#### [Selected excerpt]
Feature Proposal: Delegate More Processing To Search Algorithm

Motivation

During my development of the Kino Search Algorithm in KinoSearchContrib, it becomes incredibly obvious that the Foswiki core needs to delegate more choices to the Search Algorithm.

This work may be interwoven with some of the ResultSets and ExtractAndCentralizeFormattingRefactor work.

Description and Documentation

In TWiki 4.2.2, when SEARCHs happen, we call a very naive pluggable function once per web -

SearchAlgorithm::search ( $searchString, $topics, $options, $sDir, $sandbox, $web )

where $options only contains scope, type, casesensitive, wordboundaries, and $topics (painfully) created list of topics.

This function then returns a hash of topic name to 'extract', which the Search rendering then throws away, keeping only the topicname list.

Items from a dataset
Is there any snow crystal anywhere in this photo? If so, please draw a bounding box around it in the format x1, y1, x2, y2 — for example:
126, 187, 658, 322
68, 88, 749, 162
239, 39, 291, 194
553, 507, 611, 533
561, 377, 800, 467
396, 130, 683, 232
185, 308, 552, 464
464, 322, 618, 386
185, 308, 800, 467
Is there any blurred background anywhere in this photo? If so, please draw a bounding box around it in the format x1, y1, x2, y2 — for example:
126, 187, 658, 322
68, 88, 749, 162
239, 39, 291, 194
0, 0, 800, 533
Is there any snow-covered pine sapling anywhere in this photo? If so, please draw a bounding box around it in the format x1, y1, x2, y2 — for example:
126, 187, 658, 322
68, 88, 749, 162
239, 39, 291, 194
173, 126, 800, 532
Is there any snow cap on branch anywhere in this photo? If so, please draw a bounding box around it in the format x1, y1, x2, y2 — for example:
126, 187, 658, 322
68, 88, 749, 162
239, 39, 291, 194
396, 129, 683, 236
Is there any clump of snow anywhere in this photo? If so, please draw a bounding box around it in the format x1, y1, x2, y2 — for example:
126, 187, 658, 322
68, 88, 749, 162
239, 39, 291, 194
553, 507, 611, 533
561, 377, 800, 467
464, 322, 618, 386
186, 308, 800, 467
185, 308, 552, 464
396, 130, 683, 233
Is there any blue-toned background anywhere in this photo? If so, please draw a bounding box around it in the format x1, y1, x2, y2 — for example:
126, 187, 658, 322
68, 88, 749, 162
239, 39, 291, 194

#### [Actions to take]
a – List every parameter that the search delegation proposal gives for the SearchAlgorithm::search function.
b – According to the search delegation proposal, in which version of TWiki is the pluggable search function called once per web?
c – Reproduce the part of the search delegation proposal starting with "During my development" and going on through "and ExtractAndCentralizeFormattingRefactor work.".

#### [Answers to the exercise]
a –
$searchString
$topics
$options
$sDir
$sandbox
$web

b – TWiki 4.2.2

c –
During my development of the Kino Search Algorithm in KinoSearchContrib, it becomes incredibly obvious that the Foswiki core needs to delegate more choices to the Search Algorithm.

This work may be interwoven with some of the ResultSets and ExtractAndCentralizeFormattingRefactor work.